Challenge. Output every line of the data exactly as it appears.

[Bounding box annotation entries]
______________________________
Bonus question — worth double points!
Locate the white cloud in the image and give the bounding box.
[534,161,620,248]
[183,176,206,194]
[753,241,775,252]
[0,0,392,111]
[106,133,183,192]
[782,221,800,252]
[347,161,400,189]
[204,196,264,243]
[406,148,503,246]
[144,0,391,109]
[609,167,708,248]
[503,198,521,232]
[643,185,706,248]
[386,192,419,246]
______________________________
Problem solution.
Bonus question — worth double points!
Locate the white cloud in the image and give the bounding box.
[534,161,620,248]
[183,176,206,194]
[753,241,775,252]
[0,0,392,111]
[106,133,183,192]
[782,221,800,252]
[347,161,400,189]
[204,196,264,243]
[406,148,503,246]
[144,0,391,109]
[609,167,708,248]
[503,198,521,232]
[643,185,706,248]
[386,192,419,246]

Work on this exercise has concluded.